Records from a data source
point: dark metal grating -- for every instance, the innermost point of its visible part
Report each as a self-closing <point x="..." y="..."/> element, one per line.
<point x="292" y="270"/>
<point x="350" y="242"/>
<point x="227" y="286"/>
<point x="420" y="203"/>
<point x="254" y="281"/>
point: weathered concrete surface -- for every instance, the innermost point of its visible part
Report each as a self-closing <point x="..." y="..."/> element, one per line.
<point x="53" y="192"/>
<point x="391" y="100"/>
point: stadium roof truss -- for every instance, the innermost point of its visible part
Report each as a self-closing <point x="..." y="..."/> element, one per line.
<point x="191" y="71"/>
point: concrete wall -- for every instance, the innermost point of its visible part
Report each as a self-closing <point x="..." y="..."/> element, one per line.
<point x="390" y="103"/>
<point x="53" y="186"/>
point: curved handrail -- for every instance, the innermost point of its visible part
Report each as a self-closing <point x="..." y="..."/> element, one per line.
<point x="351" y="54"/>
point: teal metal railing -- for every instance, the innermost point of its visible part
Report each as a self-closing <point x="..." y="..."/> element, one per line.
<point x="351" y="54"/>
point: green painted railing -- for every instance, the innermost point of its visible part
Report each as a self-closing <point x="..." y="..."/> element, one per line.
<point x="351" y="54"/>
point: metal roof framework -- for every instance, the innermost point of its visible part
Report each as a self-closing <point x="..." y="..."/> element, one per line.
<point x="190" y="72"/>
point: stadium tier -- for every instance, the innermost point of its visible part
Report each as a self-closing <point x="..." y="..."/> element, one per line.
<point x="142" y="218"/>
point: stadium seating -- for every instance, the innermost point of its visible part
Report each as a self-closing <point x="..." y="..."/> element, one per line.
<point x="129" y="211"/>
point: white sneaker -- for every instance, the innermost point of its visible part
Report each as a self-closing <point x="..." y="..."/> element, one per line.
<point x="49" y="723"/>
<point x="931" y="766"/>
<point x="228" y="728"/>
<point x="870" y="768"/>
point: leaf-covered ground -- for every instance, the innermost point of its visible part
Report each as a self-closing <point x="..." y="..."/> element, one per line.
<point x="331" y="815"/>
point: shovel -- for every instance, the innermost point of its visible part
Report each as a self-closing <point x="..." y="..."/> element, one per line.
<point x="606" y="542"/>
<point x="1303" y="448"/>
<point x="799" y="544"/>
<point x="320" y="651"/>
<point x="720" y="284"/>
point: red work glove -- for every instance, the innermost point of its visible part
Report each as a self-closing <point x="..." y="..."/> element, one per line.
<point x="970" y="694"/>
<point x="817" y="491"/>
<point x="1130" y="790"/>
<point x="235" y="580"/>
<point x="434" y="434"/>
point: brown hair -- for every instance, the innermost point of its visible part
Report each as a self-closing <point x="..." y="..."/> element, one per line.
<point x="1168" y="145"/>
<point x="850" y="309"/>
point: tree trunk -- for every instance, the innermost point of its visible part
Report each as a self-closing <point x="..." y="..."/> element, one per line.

◆ Work to complete ◆
Write out again every row from the line with "point: brown hair" through the last row, including the requests. Scale each point coordinate in the answers by 1.6 and round to whole numbers, with halves rounded up.

◆ Final answer ◆
point: brown hair -- for every instance, the innermost point of its visible part
Report each as a self-closing <point x="..." y="..."/> element, one per line.
<point x="1869" y="232"/>
<point x="1360" y="494"/>
point: tree trunk -- for every instance, the innermost point of its visible part
Report each as a self-closing <point x="..." y="..."/> element, one per line.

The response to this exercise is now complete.